==== Source excerpt ====

Uploaded image for project: 'Qt'
  1. Qt
  2. QTBUG-81348

Improve performance of moc on Windows, perhaps by allowing multiple input files

    XMLWordPrintable

Details

    • Suggestion
    • Resolution: Unresolved
    • P3: Somewhat important
    • None
    • 5.12.5, 5.14.0
    • Build tools: moc
    • None
    • Windows 10 build 1903 and 1910

      msvc 2017

    • Windows

    Description

      tl;dr:

      Satisfying #include files is a substantial bottleneck for moc on Windows. This bottleneck is particularly problematic when some or all of the following conditions is true: multiple moc processes are running at once; certain UWP (Universal Windows Platform) applications are running; mocable files #include more files than strictly necessary. Changes to how a project is moced can reduce the build time of an application substantially.

      The measurements made below were done using a 64-bit build of Qt 5.12.5 but I have tested 5.14.0 and get similar results.

      Problem:

      mocing a large, complicated project with lots of mocable files can be very slow on Windows. This is primarily because each mocable file is moced by a separate instance of moc. The way that moc satisfies #include statements is that it generates a proposed full path by iterating through all paths in INCLUDEPATH and appending a leaf name to the base path. moc then tests whether the proposed file exists. This can result in hundreds or thousands of attempts to access an invalid file path during the duration of a single moc process. moc does cache the files that it finds, but this cache is not shared between moc processes.

      Some numbers from an actual project with about 550 mocable files and 50 paths in INCLUDEPATH (plus about 10 more added by Qt's regular moc implementation):

      number of attempts to open a file or directory that is invalid: 20.6 milion
      number of attempts to open a file or directory that are successful: 2.3 million
      Total time attributed to failures: 355 seconds (cpu time)
      Total time attributed to successes: 32 seconds (cpu time)
      Total wall clock time attributed to all moc.exe calls: 67 seconds

       

      The above numbers were for a debug build using the msvc 2017 compiler on Windows 10 build 1903. The machine has a 16 core/32 thread AMD ThreadRipper processor, 32 GB RAM, and NVMe storage.

      Profiling data collected during the build above shows that moc.exe spends >95% of the time satisfying #include statements, and almost all of this time is spent in the Windows API call GetFileAttributesEx, so the moc code itself is not directly to blame (see note 1).

      Additional complication:

      Starting with Windows 10 build 1903, certain UWP applications can cause additional minifilter drivers to be started. Minifilter drivers insert themselves into file I/O operations and we have observed that certain minifilter drivers, when active, can substantially increase the execution time of moc.

====

## Things to do
1. Decide whether each statement agrees with the bug report, answering yes or no and quoting the words that settle it: (a) moc shares its cache of found files between moc processes; (b) the measurements were made with a 64-bit build of Qt 5.12.5; (c) the test machine had 64 GB of RAM.
2. According to the bug report, in which Windows API call does moc.exe spend almost all of the time it uses to satisfy #include statements?
3. Echo the part of the bug report that opens with the words containing "Satisfying #include files" and closes with "an application substantially.".
The entries are not needed for this work.

==== Information supplied ====

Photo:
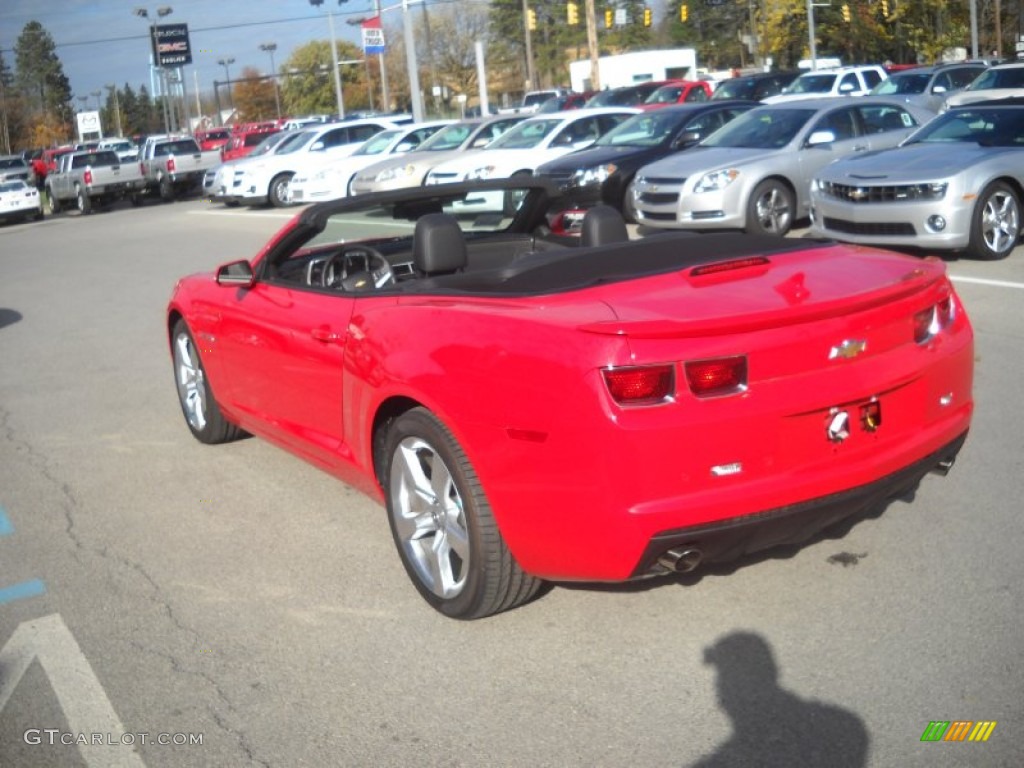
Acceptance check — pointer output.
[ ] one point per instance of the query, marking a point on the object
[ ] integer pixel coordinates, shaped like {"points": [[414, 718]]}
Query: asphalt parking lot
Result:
{"points": [[248, 609]]}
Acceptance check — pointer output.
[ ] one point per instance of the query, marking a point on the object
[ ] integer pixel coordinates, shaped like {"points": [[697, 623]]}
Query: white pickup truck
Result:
{"points": [[95, 177], [174, 165]]}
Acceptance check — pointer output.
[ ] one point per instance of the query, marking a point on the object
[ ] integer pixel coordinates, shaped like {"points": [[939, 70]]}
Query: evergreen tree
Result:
{"points": [[40, 76]]}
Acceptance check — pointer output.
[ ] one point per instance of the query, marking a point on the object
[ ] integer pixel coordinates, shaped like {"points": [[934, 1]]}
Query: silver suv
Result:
{"points": [[842, 81]]}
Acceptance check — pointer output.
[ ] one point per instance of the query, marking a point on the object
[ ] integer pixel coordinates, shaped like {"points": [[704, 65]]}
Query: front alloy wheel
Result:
{"points": [[200, 409], [995, 226], [442, 524], [770, 209]]}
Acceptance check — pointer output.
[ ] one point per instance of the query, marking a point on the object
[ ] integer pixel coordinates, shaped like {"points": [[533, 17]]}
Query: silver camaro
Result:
{"points": [[955, 184], [755, 172]]}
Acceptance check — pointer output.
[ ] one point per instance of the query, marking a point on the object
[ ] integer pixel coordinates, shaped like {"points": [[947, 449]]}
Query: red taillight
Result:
{"points": [[929, 323], [717, 377], [643, 385]]}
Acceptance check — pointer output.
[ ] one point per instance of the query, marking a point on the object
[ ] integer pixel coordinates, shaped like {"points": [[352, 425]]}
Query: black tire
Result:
{"points": [[995, 224], [167, 192], [195, 395], [770, 209], [278, 194], [481, 580], [82, 201]]}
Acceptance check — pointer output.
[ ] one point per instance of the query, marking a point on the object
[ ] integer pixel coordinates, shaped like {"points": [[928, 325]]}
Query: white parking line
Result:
{"points": [[987, 282], [247, 214], [82, 698]]}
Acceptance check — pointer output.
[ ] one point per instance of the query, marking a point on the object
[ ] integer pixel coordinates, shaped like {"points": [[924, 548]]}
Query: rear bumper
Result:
{"points": [[792, 524]]}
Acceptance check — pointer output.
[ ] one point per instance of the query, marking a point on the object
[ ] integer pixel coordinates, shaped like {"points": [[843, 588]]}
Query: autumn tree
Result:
{"points": [[253, 95], [307, 85]]}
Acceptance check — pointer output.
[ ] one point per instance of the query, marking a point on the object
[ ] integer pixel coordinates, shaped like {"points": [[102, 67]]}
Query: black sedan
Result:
{"points": [[603, 172]]}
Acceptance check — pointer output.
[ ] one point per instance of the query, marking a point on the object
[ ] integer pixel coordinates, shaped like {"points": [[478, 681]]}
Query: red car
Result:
{"points": [[532, 407], [678, 92]]}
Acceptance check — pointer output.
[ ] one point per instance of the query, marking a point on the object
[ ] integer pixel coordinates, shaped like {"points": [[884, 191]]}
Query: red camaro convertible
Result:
{"points": [[532, 404]]}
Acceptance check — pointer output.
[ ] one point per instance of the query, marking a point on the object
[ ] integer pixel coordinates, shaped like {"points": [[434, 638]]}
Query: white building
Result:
{"points": [[628, 69]]}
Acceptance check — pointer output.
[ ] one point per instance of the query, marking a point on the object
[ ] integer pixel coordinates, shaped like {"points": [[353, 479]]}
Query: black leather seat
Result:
{"points": [[602, 225], [438, 247]]}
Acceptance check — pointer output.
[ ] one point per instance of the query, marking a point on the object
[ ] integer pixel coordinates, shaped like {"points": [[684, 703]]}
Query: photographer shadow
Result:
{"points": [[771, 727]]}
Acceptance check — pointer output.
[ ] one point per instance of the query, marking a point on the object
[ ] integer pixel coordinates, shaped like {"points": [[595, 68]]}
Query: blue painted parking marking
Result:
{"points": [[34, 588]]}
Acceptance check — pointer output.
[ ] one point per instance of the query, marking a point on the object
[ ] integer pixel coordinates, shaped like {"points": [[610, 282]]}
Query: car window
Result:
{"points": [[762, 128], [871, 78], [524, 135], [882, 118], [849, 82], [840, 122], [961, 78]]}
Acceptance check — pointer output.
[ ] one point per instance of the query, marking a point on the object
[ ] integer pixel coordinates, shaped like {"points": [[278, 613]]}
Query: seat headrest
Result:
{"points": [[438, 246], [601, 225]]}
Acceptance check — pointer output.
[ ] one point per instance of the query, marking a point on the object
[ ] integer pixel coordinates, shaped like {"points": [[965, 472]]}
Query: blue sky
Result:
{"points": [[102, 41]]}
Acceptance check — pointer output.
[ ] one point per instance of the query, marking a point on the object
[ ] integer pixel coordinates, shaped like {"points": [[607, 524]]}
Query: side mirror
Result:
{"points": [[236, 273], [686, 138]]}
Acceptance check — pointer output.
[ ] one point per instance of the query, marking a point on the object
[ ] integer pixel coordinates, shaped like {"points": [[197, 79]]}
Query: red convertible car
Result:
{"points": [[535, 407]]}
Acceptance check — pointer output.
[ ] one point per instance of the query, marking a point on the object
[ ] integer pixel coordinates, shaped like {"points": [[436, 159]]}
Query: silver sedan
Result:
{"points": [[755, 173], [955, 184]]}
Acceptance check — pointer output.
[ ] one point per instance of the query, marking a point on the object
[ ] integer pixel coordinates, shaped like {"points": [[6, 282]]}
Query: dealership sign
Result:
{"points": [[170, 45]]}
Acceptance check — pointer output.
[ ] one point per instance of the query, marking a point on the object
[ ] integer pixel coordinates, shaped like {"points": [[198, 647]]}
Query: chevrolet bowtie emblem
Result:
{"points": [[848, 349]]}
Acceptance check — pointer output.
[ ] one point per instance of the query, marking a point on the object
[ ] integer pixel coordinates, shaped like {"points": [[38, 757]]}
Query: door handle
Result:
{"points": [[323, 334]]}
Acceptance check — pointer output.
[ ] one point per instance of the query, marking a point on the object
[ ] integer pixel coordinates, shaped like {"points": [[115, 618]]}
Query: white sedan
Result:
{"points": [[531, 143], [19, 201], [332, 180]]}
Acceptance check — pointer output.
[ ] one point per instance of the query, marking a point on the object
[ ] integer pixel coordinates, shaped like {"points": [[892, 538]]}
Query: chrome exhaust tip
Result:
{"points": [[681, 559]]}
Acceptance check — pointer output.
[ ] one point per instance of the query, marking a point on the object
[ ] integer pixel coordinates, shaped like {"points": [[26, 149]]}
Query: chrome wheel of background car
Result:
{"points": [[629, 208], [442, 524], [280, 193], [200, 409], [82, 201], [770, 209], [995, 226]]}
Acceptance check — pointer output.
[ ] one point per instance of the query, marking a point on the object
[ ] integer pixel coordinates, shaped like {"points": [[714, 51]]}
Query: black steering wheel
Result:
{"points": [[356, 268]]}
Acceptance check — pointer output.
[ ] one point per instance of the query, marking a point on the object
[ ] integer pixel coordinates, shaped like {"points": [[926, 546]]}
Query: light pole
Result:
{"points": [[270, 48], [162, 11], [117, 109], [334, 57], [226, 62]]}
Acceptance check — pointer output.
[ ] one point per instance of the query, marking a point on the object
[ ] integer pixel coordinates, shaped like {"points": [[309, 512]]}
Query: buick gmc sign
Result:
{"points": [[170, 45]]}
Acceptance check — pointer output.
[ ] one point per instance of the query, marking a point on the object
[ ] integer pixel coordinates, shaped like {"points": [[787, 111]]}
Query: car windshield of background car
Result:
{"points": [[525, 135], [901, 84], [667, 94], [811, 84], [649, 129], [449, 137], [1010, 78], [993, 127], [379, 142], [761, 129], [300, 140]]}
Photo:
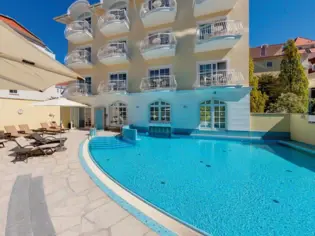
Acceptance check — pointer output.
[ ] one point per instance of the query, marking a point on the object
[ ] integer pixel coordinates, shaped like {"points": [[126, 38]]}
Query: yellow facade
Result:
{"points": [[301, 129], [15, 112], [270, 122]]}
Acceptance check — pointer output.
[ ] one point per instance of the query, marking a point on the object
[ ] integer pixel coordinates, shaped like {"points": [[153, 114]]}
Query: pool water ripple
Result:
{"points": [[220, 187]]}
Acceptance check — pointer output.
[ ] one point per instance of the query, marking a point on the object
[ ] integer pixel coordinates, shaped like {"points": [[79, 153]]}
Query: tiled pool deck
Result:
{"points": [[53, 195]]}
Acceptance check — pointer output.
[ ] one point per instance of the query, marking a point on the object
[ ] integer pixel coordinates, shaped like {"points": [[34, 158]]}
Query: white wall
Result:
{"points": [[31, 95], [185, 106]]}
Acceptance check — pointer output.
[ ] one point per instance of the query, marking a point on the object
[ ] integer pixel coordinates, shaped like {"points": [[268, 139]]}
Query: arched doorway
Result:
{"points": [[117, 114], [212, 114], [160, 112]]}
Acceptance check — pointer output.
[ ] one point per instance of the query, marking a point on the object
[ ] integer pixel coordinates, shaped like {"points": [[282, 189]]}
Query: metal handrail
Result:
{"points": [[155, 5], [219, 78], [78, 26], [111, 16], [112, 86], [198, 2], [78, 89], [219, 28], [78, 56], [111, 50], [158, 40], [167, 82]]}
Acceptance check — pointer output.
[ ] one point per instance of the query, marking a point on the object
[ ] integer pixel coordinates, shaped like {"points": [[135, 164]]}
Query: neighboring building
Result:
{"points": [[37, 42], [267, 59], [160, 63]]}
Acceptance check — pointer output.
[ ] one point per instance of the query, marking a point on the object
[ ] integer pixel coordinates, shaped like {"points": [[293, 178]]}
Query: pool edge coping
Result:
{"points": [[154, 218]]}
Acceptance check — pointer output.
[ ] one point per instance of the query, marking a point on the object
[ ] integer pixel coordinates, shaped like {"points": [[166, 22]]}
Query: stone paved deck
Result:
{"points": [[54, 196]]}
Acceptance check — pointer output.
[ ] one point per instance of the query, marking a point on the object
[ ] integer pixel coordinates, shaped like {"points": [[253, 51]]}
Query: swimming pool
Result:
{"points": [[220, 187]]}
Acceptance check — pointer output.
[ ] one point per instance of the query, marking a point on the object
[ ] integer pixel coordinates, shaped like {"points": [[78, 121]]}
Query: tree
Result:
{"points": [[271, 86], [288, 103], [292, 74], [257, 98]]}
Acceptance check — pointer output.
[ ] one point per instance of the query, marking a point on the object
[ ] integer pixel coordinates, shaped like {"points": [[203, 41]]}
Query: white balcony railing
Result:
{"points": [[218, 29], [167, 82], [112, 50], [113, 16], [157, 41], [219, 78], [77, 27], [157, 5], [78, 89], [112, 86], [79, 56]]}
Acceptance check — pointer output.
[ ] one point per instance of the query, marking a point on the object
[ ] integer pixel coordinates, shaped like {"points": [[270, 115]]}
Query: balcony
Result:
{"points": [[114, 22], [218, 35], [158, 45], [113, 53], [79, 59], [117, 86], [220, 78], [167, 82], [78, 32], [204, 7], [158, 12], [75, 89]]}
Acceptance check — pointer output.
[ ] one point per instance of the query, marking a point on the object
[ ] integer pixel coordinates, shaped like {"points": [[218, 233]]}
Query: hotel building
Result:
{"points": [[173, 63]]}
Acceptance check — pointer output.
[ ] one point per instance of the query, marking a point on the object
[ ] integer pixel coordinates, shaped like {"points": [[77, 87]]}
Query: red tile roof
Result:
{"points": [[21, 29]]}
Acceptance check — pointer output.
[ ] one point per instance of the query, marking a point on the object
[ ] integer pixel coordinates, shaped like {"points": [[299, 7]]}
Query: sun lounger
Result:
{"points": [[26, 129], [26, 149], [14, 132], [55, 126], [2, 138], [48, 129], [48, 139]]}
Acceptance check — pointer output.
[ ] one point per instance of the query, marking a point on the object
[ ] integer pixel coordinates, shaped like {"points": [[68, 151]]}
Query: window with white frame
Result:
{"points": [[164, 37], [13, 92], [118, 81], [86, 16], [87, 117], [160, 111], [117, 114], [159, 76], [212, 115], [213, 73]]}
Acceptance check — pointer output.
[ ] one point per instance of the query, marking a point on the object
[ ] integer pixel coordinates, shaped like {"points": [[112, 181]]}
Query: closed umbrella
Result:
{"points": [[25, 67], [60, 102]]}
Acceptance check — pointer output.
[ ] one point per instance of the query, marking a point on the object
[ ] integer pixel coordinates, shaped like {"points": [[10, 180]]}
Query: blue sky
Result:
{"points": [[271, 21]]}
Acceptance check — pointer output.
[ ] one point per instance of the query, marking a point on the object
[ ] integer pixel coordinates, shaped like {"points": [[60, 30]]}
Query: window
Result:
{"points": [[87, 117], [13, 92], [163, 35], [117, 114], [212, 115], [212, 74], [88, 82], [159, 77], [118, 81], [164, 3], [263, 50], [85, 16], [160, 112]]}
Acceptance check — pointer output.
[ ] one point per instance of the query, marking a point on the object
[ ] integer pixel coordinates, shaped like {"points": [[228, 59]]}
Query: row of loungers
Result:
{"points": [[31, 142]]}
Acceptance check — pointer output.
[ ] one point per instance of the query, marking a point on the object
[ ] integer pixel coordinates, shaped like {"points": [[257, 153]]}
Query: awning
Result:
{"points": [[25, 67]]}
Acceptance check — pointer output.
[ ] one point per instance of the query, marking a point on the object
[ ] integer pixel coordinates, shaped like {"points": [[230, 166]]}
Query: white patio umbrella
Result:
{"points": [[26, 67], [59, 102]]}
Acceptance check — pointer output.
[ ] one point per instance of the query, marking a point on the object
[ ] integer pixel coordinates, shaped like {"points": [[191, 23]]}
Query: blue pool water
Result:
{"points": [[219, 187]]}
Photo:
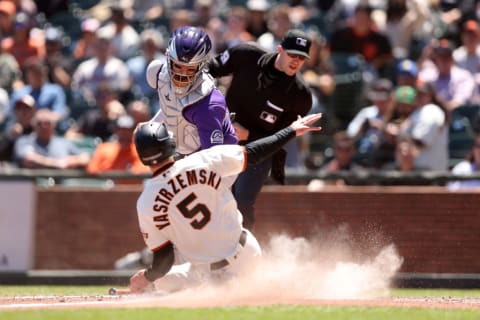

====

## Answers
1.
(a) No: "but this cache is not shared between moc processes."
(b) Yes: "The measurements made below were done using a 64-bit build of Qt 5.12.5"
(c) No: "32 GB RAM"

2. GetFileAttributesEx

3.
Satisfying #include files is a substantial bottleneck for moc on Windows. This bottleneck is particularly problematic when some or all of the following conditions is true: multiple moc processes are running at once; certain UWP (Universal Windows Platform) applications are running; mocable files #include more files than strictly necessary. Changes to how a project is moced can reduce the build time of an application substantially.